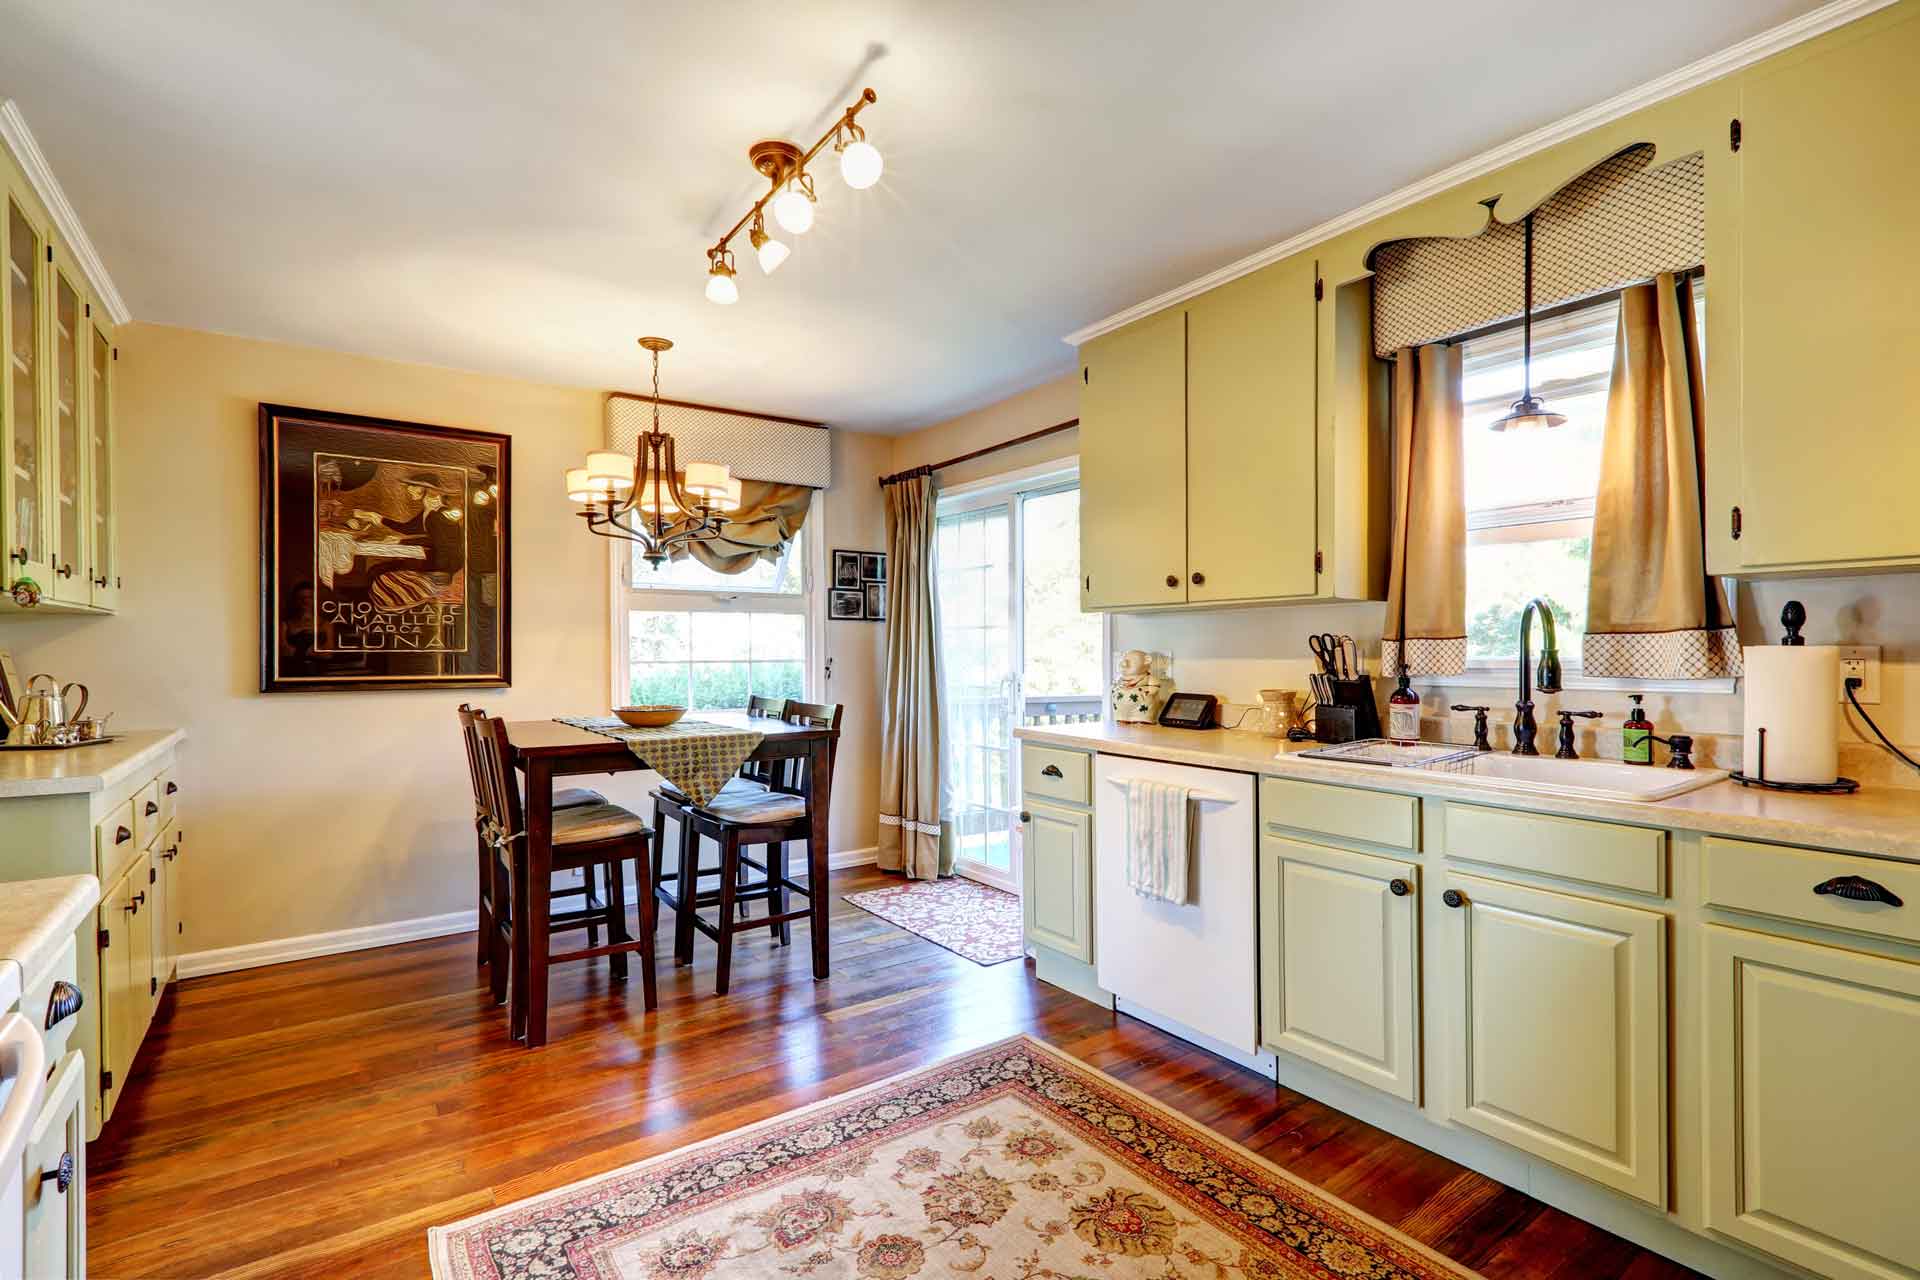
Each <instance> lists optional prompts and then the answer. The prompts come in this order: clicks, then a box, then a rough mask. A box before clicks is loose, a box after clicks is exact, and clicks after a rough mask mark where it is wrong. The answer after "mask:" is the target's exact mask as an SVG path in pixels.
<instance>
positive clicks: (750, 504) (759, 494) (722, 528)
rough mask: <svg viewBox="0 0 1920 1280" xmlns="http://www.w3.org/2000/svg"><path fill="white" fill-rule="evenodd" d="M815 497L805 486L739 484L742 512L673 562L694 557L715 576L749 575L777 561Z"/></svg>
mask: <svg viewBox="0 0 1920 1280" xmlns="http://www.w3.org/2000/svg"><path fill="white" fill-rule="evenodd" d="M812 501H814V491H812V489H810V487H806V486H803V484H774V482H770V480H741V482H739V509H737V510H733V512H732V514H728V520H726V528H722V530H720V533H718V535H714V537H712V539H701V541H695V543H684V545H680V547H676V549H674V553H672V558H676V560H680V558H685V557H687V555H691V557H693V558H695V560H699V562H701V564H705V566H707V568H710V570H714V572H716V574H745V572H747V570H749V568H753V566H755V564H758V562H760V560H778V558H780V553H781V551H785V545H787V543H789V541H793V535H795V533H799V532H801V526H803V524H804V522H806V509H808V507H812Z"/></svg>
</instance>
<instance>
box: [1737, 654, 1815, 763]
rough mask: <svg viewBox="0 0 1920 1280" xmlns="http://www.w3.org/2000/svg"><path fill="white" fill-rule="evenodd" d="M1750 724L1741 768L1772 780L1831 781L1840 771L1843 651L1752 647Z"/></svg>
mask: <svg viewBox="0 0 1920 1280" xmlns="http://www.w3.org/2000/svg"><path fill="white" fill-rule="evenodd" d="M1745 664H1747V672H1745V693H1747V723H1745V737H1743V747H1741V756H1740V770H1741V773H1745V775H1747V777H1759V775H1761V735H1759V731H1761V729H1766V781H1770V783H1830V781H1834V777H1836V775H1837V773H1839V649H1837V647H1836V645H1749V647H1747V649H1745Z"/></svg>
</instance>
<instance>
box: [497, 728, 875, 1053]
mask: <svg viewBox="0 0 1920 1280" xmlns="http://www.w3.org/2000/svg"><path fill="white" fill-rule="evenodd" d="M687 720H703V722H707V723H718V725H728V727H730V729H751V731H755V733H762V735H766V737H764V739H762V741H760V745H758V747H755V750H753V754H751V756H749V760H808V770H806V775H808V777H810V779H812V789H810V791H812V794H808V796H806V819H808V839H806V887H808V889H810V890H814V892H810V894H808V908H810V912H812V917H810V921H808V923H810V925H812V927H810V929H808V935H810V938H812V952H814V979H824V977H826V975H828V892H826V885H828V812H829V802H831V796H833V747H835V743H837V741H839V729H822V727H816V725H795V723H787V722H783V720H770V718H764V716H753V718H749V716H747V714H745V712H693V714H689V716H687ZM507 745H509V747H511V750H513V768H516V770H520V773H522V775H524V777H526V839H524V841H515V850H516V852H515V860H516V862H520V864H524V865H516V867H515V881H516V883H518V885H526V892H528V896H526V902H524V913H522V915H520V919H522V921H526V944H528V952H540V954H545V952H547V948H549V944H551V938H549V931H547V925H549V921H551V915H553V904H551V896H549V894H551V892H553V885H551V883H553V779H557V777H578V775H582V773H632V771H637V770H645V768H647V766H645V764H641V760H639V758H637V756H636V754H634V752H632V748H630V747H628V745H626V743H622V741H620V739H612V737H607V735H603V733H593V731H591V729H576V727H574V725H566V723H561V722H557V720H511V722H507ZM643 816H645V814H643ZM653 837H655V839H660V833H659V831H655V833H653ZM651 881H653V877H651V875H649V877H647V883H649V887H651ZM515 906H520V904H518V902H516V904H515ZM641 908H643V912H647V913H651V912H653V910H655V908H657V902H653V900H649V902H643V904H641ZM645 917H647V915H643V917H641V919H645ZM545 1042H547V988H545V983H528V988H526V1044H528V1048H536V1046H541V1044H545Z"/></svg>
- - - -
## EXERCISE
Collect every line in the rows above that contains the string "rough", matching case exactly.

## RESULT OF THIS TASK
Each <instance> lists optional prompts and then the answer. The prompts come in this order: clicks, then a box, then a rough mask. A box before clicks is loose, a box after clicks is exact, and clicks after a rough mask mark where it is wrong. The answer after "mask:" is the target's exact mask as an SVG path in pixels.
rough mask: <svg viewBox="0 0 1920 1280" xmlns="http://www.w3.org/2000/svg"><path fill="white" fill-rule="evenodd" d="M815 497L805 486L739 484L742 512L673 562L694 557L715 576L749 575L777 561Z"/></svg>
rough mask: <svg viewBox="0 0 1920 1280" xmlns="http://www.w3.org/2000/svg"><path fill="white" fill-rule="evenodd" d="M1750 724L1741 768L1772 780L1831 781L1840 771L1843 651L1752 647Z"/></svg>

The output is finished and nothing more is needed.